- [Goal of the exercise]:
Extract the listing in its entirety, keeping each line identical to the original.

— Start of Records provided —

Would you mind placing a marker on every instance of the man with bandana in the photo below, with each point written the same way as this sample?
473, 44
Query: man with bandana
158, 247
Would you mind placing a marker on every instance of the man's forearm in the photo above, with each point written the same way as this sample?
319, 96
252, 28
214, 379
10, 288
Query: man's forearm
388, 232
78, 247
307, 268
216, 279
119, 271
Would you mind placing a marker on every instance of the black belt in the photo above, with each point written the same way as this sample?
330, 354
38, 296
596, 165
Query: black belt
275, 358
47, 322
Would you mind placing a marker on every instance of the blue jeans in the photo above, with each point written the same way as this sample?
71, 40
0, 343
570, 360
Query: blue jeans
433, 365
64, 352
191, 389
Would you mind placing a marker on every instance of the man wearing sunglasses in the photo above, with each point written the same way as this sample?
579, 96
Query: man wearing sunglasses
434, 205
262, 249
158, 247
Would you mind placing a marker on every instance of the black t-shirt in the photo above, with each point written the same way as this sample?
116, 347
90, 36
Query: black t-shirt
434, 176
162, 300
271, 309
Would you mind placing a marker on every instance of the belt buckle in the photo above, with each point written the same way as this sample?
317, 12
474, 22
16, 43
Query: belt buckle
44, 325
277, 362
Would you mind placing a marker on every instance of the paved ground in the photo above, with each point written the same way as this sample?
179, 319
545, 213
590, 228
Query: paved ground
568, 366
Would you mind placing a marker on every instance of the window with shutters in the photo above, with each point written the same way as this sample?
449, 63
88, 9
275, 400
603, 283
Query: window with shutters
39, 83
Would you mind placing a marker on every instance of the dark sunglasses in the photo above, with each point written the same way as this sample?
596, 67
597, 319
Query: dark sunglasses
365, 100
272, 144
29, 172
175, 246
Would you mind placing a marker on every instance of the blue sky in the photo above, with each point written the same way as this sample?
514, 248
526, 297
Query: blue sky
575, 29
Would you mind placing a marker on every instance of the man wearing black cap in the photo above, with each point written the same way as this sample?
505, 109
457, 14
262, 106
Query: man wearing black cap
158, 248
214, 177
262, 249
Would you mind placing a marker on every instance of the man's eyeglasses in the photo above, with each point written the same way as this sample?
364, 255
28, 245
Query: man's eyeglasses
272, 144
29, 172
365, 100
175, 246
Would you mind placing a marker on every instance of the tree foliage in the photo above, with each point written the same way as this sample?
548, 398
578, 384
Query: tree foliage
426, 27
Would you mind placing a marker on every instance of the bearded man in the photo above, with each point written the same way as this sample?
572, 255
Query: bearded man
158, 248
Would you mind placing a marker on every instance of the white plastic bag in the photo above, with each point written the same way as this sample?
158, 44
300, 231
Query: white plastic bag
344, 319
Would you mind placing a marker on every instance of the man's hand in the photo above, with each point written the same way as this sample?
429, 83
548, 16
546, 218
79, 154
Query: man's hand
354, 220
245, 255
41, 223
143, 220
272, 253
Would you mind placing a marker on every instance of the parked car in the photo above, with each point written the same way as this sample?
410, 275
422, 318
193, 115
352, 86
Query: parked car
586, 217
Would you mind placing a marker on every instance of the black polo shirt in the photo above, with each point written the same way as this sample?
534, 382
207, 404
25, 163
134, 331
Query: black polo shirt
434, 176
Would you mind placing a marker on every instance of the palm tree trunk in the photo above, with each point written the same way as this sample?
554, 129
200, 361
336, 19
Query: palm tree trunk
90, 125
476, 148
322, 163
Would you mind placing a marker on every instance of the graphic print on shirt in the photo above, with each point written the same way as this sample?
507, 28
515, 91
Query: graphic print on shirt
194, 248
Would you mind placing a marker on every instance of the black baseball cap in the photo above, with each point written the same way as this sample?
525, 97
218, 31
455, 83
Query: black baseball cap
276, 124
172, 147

— End of Records provided —

- [Output of the task]:
Would you mind placing a marker on every instance of the man with bandana in the photo below, with each point written the same way as this sample?
473, 44
Query: man with bandana
158, 247
Would you mind placing a marker on every instance of the man's forearm in the photo above, with each point written the same way as this sample?
319, 96
252, 28
214, 379
10, 288
Query: man's forearm
388, 232
78, 247
307, 268
216, 279
119, 271
Would you mind placing a marker on every instance of the black belt in the photo above, with each point written the same way as this sample?
330, 354
38, 296
596, 165
Query: black belt
275, 358
47, 322
Would you mind placing a marker on every instance of the blue jeans in the photo above, with each point written the same way as this sample?
71, 40
0, 343
570, 360
Query: blue jeans
433, 365
64, 352
191, 389
Would you mind placing a marker on every instance of the man wearing sunglasses in the photo above, with each point written the same way as this sample?
579, 96
Query: man wearing sunglasses
434, 205
262, 249
158, 247
Would you mind placing a marker on every instance of the black t-shirt in the photo above, with each point written the same way as this sample?
116, 347
90, 36
Query: black t-shirt
434, 176
162, 300
271, 309
Would you mind placing a marker on every instance of the belt buckle in the photo above, with each point written the same way as this sample?
317, 12
474, 22
16, 43
Query: belt buckle
44, 325
277, 362
Would you mind placing a marker on every instance of the paved ground in the photo above, with each point written the same way as this sample?
179, 319
545, 213
590, 228
Query: paved ground
568, 366
Would you mind placing a marker on every instance of the window with shutters in the photo above, with each point written the same way as this sample?
449, 63
88, 9
275, 400
603, 283
Query: window with shutters
39, 83
Would you mind placing a marker on every instance of the dark sunglasses in the photo above, with each point written the same way as this sample?
596, 67
597, 319
Query: dark sunglasses
365, 100
272, 144
29, 172
175, 246
Would you mind placing a marker on every instance of the blue sky in the photo above, with each point written the same way as this sample?
514, 248
526, 297
Query: blue sky
575, 29
Would you mind placing a marker on every instance of the man wearing black cap in the photo above, with each point written the same way as this sample?
505, 109
457, 14
262, 106
Query: man wearing black cap
158, 248
214, 177
262, 249
Would you mind placing a marker on every instance of the man's eyeglasses in the photo above, with each point written the same way as this sample?
364, 255
28, 245
Query: man's eyeglasses
272, 144
29, 172
365, 100
175, 246
Would you mind placing a marker on every instance of the tree foliage in the photo above, with each point written the same way as this sample?
548, 398
578, 384
Query: tree foliage
426, 27
Would you mind placing a marker on every instance of the bearded man in the photo above, with each point written the same way as this sample?
572, 255
Query: bearded man
158, 248
Would you mind placing a marker on every instance of the white plastic bag in the photo above, with each point written the same way as this sample?
158, 44
300, 231
Query: white plastic bag
344, 319
Would you mind placing a marker on every instance of the man's hand in the photo above, with each point written the same way as this sample?
429, 83
548, 16
546, 218
79, 154
Query: man's hand
354, 220
245, 255
41, 223
143, 220
272, 253
Would you mind placing a marker on every instance of the parked car in the photo above, with each point written the same way as this sample?
410, 275
422, 318
193, 115
352, 86
Query: parked car
586, 217
Would you mind placing a marker on every instance of the black polo shirt in the photo above, with each point written the same way as this sample?
534, 382
207, 404
25, 163
134, 331
Query: black polo shirt
434, 176
Would you mind placing a marker on every instance of the palm tree trunk in the photo above, with each point written the same way as this sample?
554, 129
200, 361
336, 19
Query: palm tree trunk
90, 125
476, 148
322, 163
Would you mind placing a marker on every instance of the graphic print on shirt in the photo above, with each point written the same way as this sample?
507, 28
515, 91
Query: graphic print on shirt
194, 248
Would you mind placing a marker on every instance of the black baseball cap in the photo above, with each point written the same way as this sample?
525, 97
218, 31
455, 83
Query: black baseball cap
276, 124
172, 147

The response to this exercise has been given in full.